### Activity
From the records below, determine the number of lines containing "stone". Output that number alone.

[Records contained in a dataset]
== Segment start ==
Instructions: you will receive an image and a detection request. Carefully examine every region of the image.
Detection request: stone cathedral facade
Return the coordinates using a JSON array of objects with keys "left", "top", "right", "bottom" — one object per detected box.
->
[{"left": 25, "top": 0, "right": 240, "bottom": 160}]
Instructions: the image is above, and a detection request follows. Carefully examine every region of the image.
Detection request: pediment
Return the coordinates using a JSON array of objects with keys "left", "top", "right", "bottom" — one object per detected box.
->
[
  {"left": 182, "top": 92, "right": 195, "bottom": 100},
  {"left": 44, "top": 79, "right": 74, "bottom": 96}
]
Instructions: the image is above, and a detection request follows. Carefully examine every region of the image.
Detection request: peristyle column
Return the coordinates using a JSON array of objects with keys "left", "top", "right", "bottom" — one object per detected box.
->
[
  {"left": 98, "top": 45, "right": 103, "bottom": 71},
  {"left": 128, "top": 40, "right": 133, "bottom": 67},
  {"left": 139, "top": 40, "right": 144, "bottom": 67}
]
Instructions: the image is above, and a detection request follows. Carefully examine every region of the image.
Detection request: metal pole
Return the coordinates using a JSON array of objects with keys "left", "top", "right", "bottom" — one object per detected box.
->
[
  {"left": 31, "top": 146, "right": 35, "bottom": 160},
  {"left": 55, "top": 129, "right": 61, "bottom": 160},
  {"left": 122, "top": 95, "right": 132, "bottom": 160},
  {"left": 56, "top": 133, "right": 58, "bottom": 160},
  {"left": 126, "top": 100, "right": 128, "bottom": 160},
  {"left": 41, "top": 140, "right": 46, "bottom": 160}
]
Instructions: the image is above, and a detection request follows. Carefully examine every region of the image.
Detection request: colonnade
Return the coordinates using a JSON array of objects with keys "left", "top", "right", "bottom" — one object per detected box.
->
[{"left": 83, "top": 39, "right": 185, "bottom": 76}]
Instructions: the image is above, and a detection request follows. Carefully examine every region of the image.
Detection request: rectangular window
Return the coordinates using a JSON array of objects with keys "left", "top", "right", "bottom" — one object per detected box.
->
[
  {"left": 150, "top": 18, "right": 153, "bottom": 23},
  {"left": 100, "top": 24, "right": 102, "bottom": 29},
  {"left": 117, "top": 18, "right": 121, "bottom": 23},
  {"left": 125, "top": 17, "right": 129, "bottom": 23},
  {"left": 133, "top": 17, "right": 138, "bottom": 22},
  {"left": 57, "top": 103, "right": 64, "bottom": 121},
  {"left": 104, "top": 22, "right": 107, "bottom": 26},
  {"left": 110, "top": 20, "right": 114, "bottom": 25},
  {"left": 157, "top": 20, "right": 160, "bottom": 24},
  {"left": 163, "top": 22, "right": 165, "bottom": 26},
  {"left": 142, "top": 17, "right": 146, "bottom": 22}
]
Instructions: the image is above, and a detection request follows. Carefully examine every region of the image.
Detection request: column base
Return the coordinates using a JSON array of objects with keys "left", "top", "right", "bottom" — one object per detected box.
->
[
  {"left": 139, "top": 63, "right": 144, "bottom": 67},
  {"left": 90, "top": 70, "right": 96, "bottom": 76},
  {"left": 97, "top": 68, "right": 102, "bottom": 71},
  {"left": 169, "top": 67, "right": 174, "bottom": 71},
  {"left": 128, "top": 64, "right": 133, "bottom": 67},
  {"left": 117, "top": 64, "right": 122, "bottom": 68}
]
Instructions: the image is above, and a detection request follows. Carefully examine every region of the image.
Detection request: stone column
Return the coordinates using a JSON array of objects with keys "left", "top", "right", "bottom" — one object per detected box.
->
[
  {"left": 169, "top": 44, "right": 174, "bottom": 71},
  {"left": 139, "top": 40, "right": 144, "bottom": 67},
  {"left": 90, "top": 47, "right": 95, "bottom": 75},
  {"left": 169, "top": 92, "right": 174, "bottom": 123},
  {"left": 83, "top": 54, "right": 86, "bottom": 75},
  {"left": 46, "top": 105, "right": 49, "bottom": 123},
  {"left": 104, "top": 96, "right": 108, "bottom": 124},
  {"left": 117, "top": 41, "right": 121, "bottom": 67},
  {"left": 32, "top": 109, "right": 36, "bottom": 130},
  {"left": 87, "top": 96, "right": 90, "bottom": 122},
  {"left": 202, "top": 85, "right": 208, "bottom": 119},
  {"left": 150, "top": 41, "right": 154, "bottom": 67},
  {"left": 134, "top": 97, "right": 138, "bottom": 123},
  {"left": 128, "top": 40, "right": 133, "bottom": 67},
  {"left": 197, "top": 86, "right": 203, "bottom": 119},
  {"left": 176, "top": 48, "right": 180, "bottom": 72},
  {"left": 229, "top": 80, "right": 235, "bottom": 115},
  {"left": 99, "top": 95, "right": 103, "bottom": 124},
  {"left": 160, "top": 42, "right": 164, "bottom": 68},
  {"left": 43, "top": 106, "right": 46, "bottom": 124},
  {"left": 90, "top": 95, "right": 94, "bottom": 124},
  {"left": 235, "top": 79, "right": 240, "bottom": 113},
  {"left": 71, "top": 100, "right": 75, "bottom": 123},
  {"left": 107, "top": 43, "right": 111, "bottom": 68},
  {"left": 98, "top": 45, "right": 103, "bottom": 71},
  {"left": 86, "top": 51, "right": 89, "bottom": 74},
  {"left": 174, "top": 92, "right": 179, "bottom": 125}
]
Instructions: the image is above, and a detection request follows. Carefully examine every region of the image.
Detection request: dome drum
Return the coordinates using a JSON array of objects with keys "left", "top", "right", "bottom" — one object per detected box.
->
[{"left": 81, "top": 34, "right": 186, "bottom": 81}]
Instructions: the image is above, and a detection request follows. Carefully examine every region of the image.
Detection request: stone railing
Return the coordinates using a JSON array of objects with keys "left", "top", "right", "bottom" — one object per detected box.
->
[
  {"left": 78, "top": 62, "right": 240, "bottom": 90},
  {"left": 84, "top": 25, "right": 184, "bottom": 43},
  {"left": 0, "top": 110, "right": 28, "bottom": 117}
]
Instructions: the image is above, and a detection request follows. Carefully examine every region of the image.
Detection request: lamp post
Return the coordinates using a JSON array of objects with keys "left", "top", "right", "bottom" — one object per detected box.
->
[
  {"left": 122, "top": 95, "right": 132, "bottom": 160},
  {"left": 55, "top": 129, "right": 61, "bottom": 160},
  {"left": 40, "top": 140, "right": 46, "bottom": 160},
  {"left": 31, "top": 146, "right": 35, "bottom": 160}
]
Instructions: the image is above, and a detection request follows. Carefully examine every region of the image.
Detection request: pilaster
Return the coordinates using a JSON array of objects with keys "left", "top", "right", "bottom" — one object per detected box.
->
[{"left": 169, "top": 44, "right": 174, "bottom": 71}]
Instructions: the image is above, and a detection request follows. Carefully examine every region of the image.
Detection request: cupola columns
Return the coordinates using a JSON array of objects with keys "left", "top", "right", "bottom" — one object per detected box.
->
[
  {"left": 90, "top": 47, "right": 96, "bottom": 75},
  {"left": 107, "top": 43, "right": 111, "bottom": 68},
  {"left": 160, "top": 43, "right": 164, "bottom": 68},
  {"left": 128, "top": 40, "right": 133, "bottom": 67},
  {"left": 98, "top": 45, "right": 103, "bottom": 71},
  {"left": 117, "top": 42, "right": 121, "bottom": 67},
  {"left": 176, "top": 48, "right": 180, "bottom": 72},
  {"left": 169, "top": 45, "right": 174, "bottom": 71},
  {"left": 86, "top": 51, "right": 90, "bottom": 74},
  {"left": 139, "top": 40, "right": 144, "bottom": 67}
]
== Segment end ==
### Task solution
3